WHAT THIS TASK INVOLVES:
Convert the lines from the start of the rows through the line containing "0,133,400,266" into a Markdown table with the columns Number and Text, one line per table entry, skipping blank lines and leaving out the pictures.

(begin)

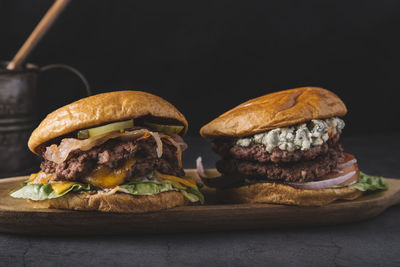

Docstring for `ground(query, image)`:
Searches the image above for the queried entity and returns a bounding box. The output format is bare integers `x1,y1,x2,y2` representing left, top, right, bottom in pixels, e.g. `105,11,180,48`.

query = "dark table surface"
0,133,400,266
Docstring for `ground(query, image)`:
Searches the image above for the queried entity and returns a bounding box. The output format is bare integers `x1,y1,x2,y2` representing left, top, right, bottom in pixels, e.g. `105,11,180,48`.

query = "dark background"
0,0,400,135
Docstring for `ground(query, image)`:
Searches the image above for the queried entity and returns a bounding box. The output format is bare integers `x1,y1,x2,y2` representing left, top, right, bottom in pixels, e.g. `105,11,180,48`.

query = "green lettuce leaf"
10,184,96,200
10,172,204,204
352,172,389,192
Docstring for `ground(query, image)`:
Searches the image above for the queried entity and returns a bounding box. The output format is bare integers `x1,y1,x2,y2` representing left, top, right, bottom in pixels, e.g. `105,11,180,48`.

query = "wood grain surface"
0,170,400,235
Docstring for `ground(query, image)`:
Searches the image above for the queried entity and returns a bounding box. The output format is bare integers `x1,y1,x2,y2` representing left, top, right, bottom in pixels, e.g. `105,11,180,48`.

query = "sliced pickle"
143,122,184,134
78,120,134,139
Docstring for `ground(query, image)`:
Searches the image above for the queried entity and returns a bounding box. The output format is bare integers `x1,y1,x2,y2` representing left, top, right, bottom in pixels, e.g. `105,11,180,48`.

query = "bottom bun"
217,183,362,206
29,191,187,213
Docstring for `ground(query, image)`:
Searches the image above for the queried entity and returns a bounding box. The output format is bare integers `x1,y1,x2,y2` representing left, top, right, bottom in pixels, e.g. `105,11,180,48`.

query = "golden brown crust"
200,87,347,138
29,191,187,213
217,183,362,206
28,91,188,154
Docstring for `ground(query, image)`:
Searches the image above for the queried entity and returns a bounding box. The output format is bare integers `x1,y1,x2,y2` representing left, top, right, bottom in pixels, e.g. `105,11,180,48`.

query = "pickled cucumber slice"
78,120,134,139
143,122,185,134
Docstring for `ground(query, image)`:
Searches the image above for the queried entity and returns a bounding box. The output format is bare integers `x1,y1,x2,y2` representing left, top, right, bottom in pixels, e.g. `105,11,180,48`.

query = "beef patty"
217,144,344,182
211,134,340,163
40,138,185,183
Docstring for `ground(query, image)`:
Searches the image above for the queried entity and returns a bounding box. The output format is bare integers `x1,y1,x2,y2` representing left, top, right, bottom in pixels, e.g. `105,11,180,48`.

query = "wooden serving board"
0,170,400,235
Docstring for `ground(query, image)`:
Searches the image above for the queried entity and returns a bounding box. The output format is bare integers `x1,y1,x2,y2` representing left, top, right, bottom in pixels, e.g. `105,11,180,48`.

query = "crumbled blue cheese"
236,117,345,152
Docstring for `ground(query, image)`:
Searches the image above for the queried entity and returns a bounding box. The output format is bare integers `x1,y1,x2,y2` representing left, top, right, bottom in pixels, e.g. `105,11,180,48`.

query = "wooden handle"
7,0,70,70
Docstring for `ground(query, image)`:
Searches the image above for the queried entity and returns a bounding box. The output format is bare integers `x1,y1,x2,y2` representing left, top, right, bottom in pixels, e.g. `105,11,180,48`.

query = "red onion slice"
338,158,357,169
288,171,357,189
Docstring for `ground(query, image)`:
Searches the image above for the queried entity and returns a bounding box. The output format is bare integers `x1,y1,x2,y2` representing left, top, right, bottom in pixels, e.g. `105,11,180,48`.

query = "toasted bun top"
28,91,188,154
200,87,347,138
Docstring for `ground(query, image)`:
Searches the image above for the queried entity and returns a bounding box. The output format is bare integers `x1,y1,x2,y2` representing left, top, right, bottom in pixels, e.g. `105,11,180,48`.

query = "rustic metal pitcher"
0,61,91,177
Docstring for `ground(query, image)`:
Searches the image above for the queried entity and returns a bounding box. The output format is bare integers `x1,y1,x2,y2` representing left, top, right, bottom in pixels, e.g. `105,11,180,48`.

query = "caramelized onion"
43,129,148,164
150,132,162,158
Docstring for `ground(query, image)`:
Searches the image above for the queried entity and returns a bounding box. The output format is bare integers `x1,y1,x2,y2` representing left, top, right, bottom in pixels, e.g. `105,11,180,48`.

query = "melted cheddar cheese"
83,159,136,188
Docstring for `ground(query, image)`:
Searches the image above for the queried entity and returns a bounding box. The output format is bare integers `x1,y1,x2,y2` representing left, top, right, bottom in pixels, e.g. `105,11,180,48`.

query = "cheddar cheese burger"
11,91,203,212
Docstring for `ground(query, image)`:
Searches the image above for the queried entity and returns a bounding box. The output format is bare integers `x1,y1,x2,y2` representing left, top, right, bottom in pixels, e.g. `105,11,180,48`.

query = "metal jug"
0,61,91,177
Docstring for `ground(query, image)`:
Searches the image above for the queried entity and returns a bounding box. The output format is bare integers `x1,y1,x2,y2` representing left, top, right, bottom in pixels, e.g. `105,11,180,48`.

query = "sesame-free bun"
217,183,362,206
29,191,187,213
200,87,347,138
28,91,188,154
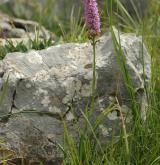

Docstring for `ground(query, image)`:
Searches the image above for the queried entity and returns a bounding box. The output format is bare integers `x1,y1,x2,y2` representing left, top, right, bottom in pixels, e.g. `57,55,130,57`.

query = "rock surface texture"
0,31,151,164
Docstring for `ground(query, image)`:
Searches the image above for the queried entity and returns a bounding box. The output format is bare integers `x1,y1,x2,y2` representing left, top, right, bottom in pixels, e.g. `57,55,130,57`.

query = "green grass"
0,0,160,165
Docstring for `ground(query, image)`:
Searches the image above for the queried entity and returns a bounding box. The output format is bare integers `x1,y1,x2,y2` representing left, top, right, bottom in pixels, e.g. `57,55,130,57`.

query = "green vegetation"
0,0,160,165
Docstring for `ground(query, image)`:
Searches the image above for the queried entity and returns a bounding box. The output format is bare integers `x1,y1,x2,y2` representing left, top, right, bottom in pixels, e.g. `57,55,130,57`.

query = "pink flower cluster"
84,0,101,37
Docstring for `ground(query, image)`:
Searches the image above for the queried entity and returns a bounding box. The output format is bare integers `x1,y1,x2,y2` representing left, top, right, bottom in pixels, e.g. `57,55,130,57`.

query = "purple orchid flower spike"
84,0,101,37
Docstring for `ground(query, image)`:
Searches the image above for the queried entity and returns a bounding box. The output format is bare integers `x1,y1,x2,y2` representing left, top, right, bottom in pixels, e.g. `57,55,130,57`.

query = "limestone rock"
0,33,151,164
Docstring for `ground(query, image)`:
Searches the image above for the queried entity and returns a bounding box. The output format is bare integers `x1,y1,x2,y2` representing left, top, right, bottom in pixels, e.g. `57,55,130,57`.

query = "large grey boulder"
0,32,151,164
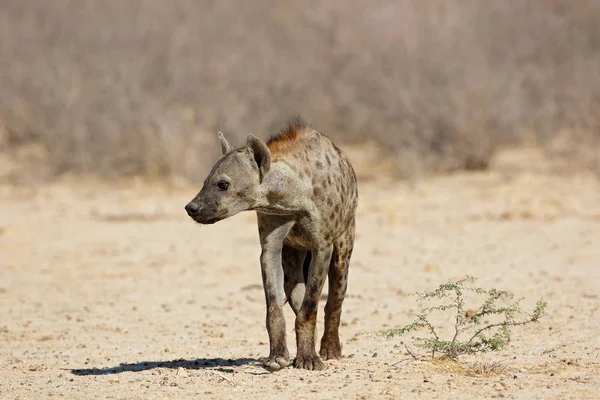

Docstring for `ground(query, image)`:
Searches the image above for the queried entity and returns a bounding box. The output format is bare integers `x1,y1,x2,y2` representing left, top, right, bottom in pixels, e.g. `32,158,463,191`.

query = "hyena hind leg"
320,226,354,360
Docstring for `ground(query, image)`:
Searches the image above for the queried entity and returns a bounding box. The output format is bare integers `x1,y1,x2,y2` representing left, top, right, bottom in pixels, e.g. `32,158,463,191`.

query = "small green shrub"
381,276,547,360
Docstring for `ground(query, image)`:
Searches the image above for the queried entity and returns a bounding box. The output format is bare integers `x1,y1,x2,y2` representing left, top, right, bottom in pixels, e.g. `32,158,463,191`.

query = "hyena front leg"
294,245,333,370
258,214,293,372
281,245,307,315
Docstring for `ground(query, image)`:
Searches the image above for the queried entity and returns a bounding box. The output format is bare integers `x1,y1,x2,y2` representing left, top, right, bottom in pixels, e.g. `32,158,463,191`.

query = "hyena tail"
302,251,312,283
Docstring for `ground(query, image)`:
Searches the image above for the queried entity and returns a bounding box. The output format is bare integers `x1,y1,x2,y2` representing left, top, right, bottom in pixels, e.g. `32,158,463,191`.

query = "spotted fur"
186,118,358,371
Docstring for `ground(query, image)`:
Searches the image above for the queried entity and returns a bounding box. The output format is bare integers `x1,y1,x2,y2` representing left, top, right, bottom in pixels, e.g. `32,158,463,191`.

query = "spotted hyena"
185,118,358,371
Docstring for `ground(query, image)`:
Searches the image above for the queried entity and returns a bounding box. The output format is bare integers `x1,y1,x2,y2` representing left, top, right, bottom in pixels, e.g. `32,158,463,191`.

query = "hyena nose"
185,203,200,216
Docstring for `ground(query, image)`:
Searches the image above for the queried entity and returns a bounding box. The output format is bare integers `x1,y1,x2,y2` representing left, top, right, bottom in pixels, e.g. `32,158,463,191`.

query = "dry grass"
431,358,509,378
0,0,600,181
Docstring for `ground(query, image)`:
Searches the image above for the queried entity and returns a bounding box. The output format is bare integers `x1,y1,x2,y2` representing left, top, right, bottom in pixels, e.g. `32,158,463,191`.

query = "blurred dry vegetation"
0,0,600,181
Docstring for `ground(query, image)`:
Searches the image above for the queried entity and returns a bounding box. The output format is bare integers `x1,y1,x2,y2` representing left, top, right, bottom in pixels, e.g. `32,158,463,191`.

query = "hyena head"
185,132,271,224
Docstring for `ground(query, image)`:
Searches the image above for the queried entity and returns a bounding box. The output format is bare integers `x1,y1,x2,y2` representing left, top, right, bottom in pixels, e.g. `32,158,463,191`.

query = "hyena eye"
217,181,229,191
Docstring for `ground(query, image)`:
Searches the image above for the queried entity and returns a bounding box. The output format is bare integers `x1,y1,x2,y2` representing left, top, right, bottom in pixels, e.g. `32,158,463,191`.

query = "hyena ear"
246,134,271,181
217,132,235,155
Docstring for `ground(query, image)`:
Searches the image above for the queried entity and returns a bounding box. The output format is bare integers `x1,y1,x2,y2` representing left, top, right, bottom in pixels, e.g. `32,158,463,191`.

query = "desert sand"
0,150,600,399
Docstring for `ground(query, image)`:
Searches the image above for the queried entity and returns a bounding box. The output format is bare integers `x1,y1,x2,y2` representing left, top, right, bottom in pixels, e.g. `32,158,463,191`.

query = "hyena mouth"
193,213,227,225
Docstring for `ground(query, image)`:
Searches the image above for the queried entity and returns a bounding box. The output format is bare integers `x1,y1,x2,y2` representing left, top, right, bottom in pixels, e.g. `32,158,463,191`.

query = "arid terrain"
0,149,600,399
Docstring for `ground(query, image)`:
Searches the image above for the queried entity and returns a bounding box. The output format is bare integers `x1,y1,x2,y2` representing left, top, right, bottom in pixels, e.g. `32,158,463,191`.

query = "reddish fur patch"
267,118,312,154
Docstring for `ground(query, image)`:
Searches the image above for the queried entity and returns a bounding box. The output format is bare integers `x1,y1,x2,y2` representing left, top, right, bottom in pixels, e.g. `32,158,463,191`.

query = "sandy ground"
0,148,600,399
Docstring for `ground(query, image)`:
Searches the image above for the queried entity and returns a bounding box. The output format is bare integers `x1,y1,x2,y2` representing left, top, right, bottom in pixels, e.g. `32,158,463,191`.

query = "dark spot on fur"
302,298,317,315
267,191,283,203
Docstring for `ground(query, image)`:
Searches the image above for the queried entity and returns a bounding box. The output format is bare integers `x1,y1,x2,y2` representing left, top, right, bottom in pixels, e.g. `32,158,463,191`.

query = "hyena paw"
262,356,290,372
294,354,325,371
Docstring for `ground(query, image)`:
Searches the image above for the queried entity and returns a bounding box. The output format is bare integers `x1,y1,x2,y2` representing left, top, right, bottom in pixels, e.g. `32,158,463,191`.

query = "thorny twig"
206,369,236,387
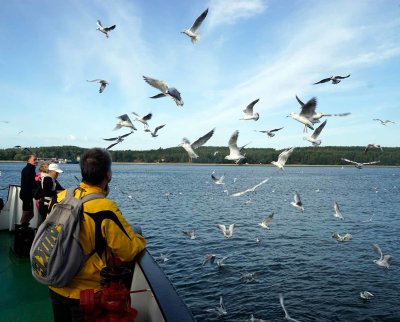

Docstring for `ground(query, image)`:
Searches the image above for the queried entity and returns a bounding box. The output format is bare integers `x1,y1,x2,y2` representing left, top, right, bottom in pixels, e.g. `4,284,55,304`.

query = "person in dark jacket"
19,154,38,226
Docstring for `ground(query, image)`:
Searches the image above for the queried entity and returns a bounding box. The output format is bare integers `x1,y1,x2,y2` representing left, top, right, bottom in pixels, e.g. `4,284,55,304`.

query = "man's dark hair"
79,148,111,185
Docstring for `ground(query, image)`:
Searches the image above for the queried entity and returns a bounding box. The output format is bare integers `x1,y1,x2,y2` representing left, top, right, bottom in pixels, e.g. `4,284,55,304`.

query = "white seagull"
225,130,245,163
179,129,215,162
96,20,115,38
303,120,326,146
181,8,208,44
207,296,228,316
279,294,300,322
333,201,344,220
360,291,374,301
86,78,108,94
372,243,393,269
215,224,236,238
114,114,137,130
258,213,274,229
231,178,270,197
145,124,165,138
313,74,350,85
241,98,260,121
271,148,294,170
341,158,381,169
254,127,283,138
143,76,183,106
290,191,304,212
287,95,317,130
364,143,383,153
132,112,153,129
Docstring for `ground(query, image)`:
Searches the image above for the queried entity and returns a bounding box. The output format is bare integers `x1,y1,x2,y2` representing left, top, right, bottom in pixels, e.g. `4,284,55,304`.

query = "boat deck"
0,230,53,322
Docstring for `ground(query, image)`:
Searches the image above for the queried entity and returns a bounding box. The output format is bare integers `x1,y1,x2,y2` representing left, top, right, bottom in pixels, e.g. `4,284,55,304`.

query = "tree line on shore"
0,146,400,166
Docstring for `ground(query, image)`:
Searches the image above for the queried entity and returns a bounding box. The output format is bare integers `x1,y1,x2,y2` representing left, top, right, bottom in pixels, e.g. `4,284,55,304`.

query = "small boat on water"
0,185,195,322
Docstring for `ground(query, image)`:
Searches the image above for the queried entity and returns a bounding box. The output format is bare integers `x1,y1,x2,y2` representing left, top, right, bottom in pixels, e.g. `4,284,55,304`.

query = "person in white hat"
39,163,64,223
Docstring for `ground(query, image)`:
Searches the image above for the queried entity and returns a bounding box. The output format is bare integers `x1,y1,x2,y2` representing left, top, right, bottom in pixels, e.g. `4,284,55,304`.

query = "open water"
0,163,400,322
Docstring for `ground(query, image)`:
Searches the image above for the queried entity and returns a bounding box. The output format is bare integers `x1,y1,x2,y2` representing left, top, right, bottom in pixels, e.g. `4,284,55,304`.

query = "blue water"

(end)

CORRECT RESULT:
| Number | Text |
|---|---|
| 1 | Docstring for `ground(query, image)`: |
| 2 | Searches the image above for the queried entity and returns a bounding box. The output format is bare integers `x1,y1,x2,y2` representing left, top, right, bottom in pixels, e.g. `105,11,180,48`. |
| 3 | query = "dark table surface" |
| 4 | 0,133,400,266 |